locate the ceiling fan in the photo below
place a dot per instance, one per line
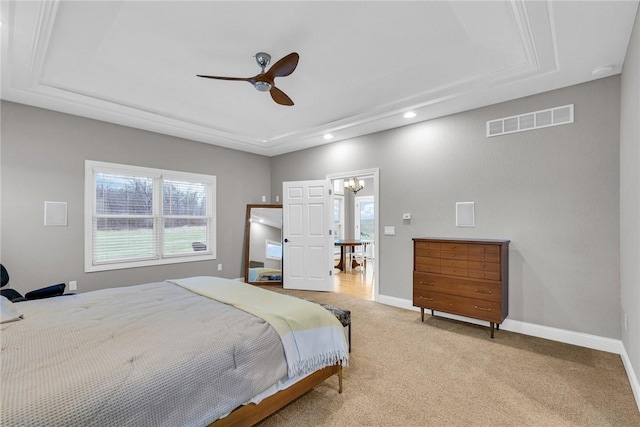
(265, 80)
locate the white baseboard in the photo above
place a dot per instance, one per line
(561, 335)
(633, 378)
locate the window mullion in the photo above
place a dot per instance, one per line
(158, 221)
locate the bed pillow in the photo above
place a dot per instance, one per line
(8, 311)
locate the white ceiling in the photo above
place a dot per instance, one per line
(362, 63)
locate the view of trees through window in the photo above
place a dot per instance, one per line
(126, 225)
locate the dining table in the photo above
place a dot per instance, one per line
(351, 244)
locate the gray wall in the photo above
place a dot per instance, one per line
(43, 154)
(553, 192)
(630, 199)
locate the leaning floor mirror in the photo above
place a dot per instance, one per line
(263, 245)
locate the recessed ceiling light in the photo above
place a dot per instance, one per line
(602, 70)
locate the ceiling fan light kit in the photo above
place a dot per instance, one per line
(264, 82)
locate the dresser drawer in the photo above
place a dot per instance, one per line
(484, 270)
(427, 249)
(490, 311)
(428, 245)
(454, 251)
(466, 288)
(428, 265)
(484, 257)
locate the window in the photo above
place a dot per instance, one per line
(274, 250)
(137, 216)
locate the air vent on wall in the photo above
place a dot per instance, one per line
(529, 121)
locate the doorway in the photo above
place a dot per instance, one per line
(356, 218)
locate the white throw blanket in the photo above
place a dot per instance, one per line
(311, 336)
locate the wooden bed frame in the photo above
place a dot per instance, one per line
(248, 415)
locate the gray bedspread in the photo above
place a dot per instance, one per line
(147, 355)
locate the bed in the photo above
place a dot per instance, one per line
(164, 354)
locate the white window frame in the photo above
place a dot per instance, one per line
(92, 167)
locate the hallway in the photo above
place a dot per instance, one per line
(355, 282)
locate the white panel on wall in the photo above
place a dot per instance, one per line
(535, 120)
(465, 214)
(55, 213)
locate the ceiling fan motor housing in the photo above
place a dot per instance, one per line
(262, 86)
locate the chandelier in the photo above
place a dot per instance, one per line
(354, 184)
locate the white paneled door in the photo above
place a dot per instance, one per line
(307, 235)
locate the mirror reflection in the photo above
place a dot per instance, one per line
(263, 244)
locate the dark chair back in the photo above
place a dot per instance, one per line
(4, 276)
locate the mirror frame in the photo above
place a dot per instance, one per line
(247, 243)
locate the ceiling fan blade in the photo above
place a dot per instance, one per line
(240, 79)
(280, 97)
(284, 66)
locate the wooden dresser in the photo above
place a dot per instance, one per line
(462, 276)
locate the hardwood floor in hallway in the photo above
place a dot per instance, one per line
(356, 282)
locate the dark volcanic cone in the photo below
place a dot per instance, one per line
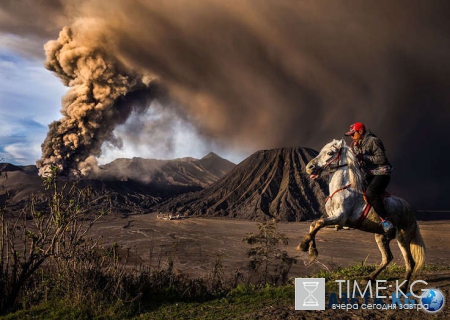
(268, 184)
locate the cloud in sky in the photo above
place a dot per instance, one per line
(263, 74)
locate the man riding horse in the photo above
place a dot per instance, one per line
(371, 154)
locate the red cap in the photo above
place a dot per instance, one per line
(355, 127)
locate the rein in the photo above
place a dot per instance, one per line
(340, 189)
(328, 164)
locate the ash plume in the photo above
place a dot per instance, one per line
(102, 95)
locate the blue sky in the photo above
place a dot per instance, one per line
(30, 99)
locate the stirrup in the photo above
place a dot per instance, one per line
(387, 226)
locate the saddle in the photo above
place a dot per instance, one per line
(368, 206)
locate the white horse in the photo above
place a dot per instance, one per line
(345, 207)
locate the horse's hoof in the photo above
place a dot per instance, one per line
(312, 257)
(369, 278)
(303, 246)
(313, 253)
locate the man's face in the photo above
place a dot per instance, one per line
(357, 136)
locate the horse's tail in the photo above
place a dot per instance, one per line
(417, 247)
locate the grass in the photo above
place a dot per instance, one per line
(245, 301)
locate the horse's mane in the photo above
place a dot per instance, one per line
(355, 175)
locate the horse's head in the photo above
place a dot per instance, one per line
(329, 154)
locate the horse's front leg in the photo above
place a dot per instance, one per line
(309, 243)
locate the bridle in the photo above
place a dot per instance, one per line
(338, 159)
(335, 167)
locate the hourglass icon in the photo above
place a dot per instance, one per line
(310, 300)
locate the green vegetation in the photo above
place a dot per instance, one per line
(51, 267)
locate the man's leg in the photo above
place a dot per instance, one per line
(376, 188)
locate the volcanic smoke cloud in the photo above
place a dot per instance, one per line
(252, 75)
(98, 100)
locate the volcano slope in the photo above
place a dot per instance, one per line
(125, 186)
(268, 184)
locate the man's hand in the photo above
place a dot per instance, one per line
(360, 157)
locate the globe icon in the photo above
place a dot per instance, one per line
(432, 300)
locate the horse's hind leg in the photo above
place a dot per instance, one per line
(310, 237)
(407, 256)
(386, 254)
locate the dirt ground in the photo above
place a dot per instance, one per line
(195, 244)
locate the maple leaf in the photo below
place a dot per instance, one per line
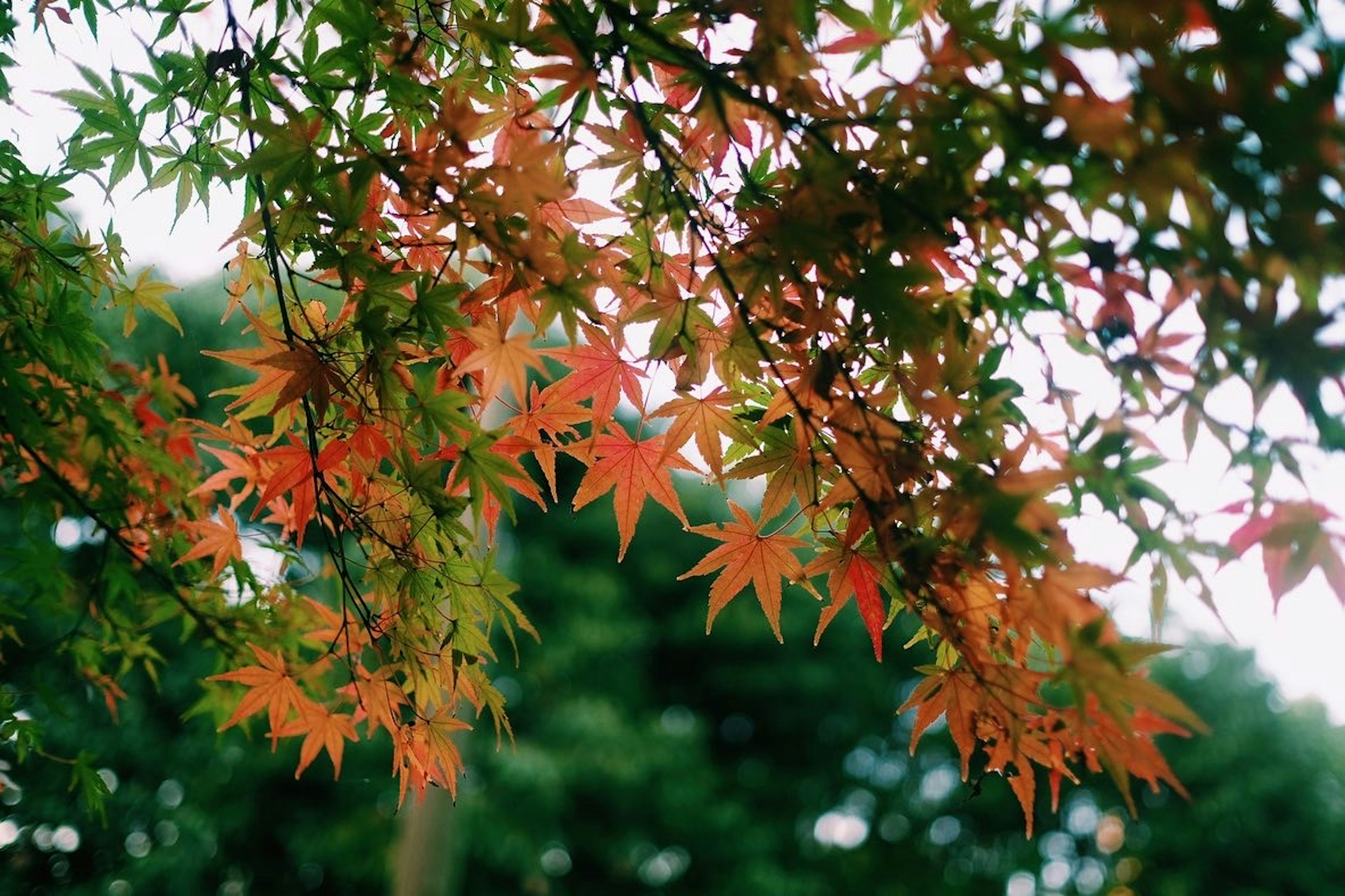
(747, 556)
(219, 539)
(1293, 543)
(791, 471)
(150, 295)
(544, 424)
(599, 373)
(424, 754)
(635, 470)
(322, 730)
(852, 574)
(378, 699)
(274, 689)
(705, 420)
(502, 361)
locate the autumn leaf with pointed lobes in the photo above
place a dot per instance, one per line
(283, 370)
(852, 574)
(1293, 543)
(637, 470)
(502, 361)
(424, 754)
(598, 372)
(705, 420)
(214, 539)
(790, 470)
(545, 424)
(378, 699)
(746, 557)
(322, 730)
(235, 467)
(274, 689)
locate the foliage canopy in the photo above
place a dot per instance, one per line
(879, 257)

■ About this exercise ■
Set down all the entries above verbatim, and include none of the pictures.

■ Answer to this task ■
locate the ceiling fan in the photo below
place a dot per instance, one per line
(265, 80)
locate the white baseboard in the photo above
place a dot per instance, one per line
(561, 335)
(633, 378)
locate the window mullion in the photo above
place a dot per instance, one per line
(158, 221)
locate the bed pillow in the photo above
place a dot per instance, one per line
(8, 311)
locate the white ceiling in the photo above
place a dot per instance, one per line
(362, 63)
locate the view of trees through window in the photo above
place a dot per instance, one per line
(126, 225)
locate the dining table in the photo above
place a dot per instance, one per line
(351, 244)
locate the gray wall in the photo above
place a dot per instance, one per line
(43, 154)
(553, 192)
(630, 199)
locate the leaning floor mirror in the photo above
place a dot per instance, one per line
(263, 245)
locate the recessed ceiling light in the photo above
place a dot per instance, one per line
(602, 70)
locate the ceiling fan light kit in the photo above
place a dot per instance, one per line
(264, 82)
locate the dresser drawer in the photo above
place a dot per instance, one per line
(484, 270)
(427, 249)
(490, 311)
(428, 245)
(454, 251)
(466, 288)
(428, 265)
(484, 257)
locate the window in the photo above
place a dot per instance, one per line
(274, 250)
(137, 216)
locate the air vent on wall in the photo above
place a dot per instance, one per line
(529, 121)
locate the doorway in the photo above
place a dot per instance, one per line
(356, 218)
locate the white throw blanket in the photo above
place a dot per instance, one per line
(311, 336)
locate the wooden bed frame in the photo above
place a dot per instance, one per line
(248, 415)
locate the gray bedspread in the photo above
place a dot per instance, one per line
(147, 355)
locate the bed in the photo above
place a dot per instance, one per line
(164, 354)
locate the white window frame in the photo above
place a dot per instance, one per line
(92, 167)
locate the hallway in the photo above
place a dot per instance, one per line
(355, 282)
locate the white panel on wall in the photo above
place a dot per instance, one per line
(535, 120)
(465, 214)
(55, 213)
locate the ceiling fan motor housing in the photo above
place a dot per instance, one per line
(262, 86)
locate the chandelier in the photo above
place a dot per instance, one per line
(354, 184)
locate the white paneled door in the photo above
place a dot per instance, one per line
(307, 235)
locate the mirror reflection in the photo above
place a dot per instance, one per line
(263, 244)
locate the dark chair back in the photo above
place a dot per instance, one per line
(4, 276)
locate the mirror frame in the photo above
place a dot per instance, one per line
(247, 243)
locate the ceiling fan blade in the photo above
place a dot per instance, one per line
(240, 79)
(280, 97)
(284, 66)
locate the wooden dresser in the photo above
place a dot per instance, one per line
(462, 276)
locate the hardwood floor in hallway in the photo above
place a dot per instance, one per line
(356, 282)
locate the dark volcanic cone in the photo below
place a dot per instance, one per line
(268, 184)
locate the cloud in sky in the photo above
place a dot per instance, one per line
(263, 74)
locate the man riding horse in the photo above
place a dot per instance, one per line
(371, 154)
locate the red cap in the photo above
place a dot per instance, one per line
(355, 127)
locate the rein in the photo above
place a dot per instance, one per line
(340, 189)
(328, 164)
locate the ash plume in the photo above
place a dot per instance, one per line
(102, 95)
locate the blue sky in the photo above
place a dot per instance, one per line
(30, 99)
locate the stirrup in the photo above
place a dot per instance, one per line
(387, 226)
locate the saddle in the photo above
place a dot per instance, one per line
(368, 206)
locate the white horse in the photo above
place a dot per instance, one per line
(345, 207)
locate the horse's hoof in the photo above
place a dot per instance, one per line
(312, 257)
(369, 278)
(303, 246)
(313, 253)
locate the man's face in the photo above
place a dot per instance, one per line
(357, 136)
locate the horse's tail in the photo above
place a dot per instance, one per line
(417, 247)
locate the grass in the photo above
place a dot per instance, one per line
(245, 301)
locate the horse's mane in the photo above
place a dot per instance, one per line
(355, 175)
locate the horse's head in the photo above
place a dot per instance, one per line
(329, 154)
locate the horse's front leg in the photo above
place a dot per instance, one per line
(309, 243)
locate the bridle in the photo above
place a dot per instance, one per line
(338, 159)
(335, 167)
locate the hourglass icon in the photo above
place a dot per instance, one per line
(310, 300)
locate the green vegetation in the photo above
place a dot per instance, one per line
(51, 267)
locate the man's leg in the photo above
place a dot per instance, one per line
(376, 188)
locate the volcanic smoke cloud in the photo above
place a dot per instance, one per line
(252, 75)
(98, 100)
locate the volcano slope in the photo above
place a dot per instance, one per line
(125, 186)
(268, 184)
locate the man's hand in the photo above
place a dot per instance, one per line
(360, 157)
locate the globe icon in the photo above
place a dot per instance, one per line
(432, 300)
locate the horse's hind leg in the photo above
place a dot per instance, one per line
(310, 237)
(407, 256)
(386, 254)
locate the dirt ground in the photo above
place a dot per instance, one per line
(195, 244)
locate the maple leaf in the photo below
place a dot per instance, one per line
(747, 556)
(219, 539)
(1293, 543)
(791, 471)
(150, 295)
(544, 424)
(599, 373)
(424, 754)
(635, 470)
(322, 730)
(852, 574)
(378, 699)
(274, 689)
(705, 420)
(502, 361)
locate the autumn leaf with pointed lobes in the photo above
place a dot per instance, one per line
(283, 370)
(852, 574)
(1293, 543)
(637, 470)
(502, 361)
(424, 754)
(598, 372)
(705, 420)
(214, 539)
(790, 470)
(545, 424)
(378, 699)
(746, 557)
(322, 730)
(235, 467)
(274, 689)
locate the foliage canopy in the photo above
place a dot per instance, one per line
(879, 257)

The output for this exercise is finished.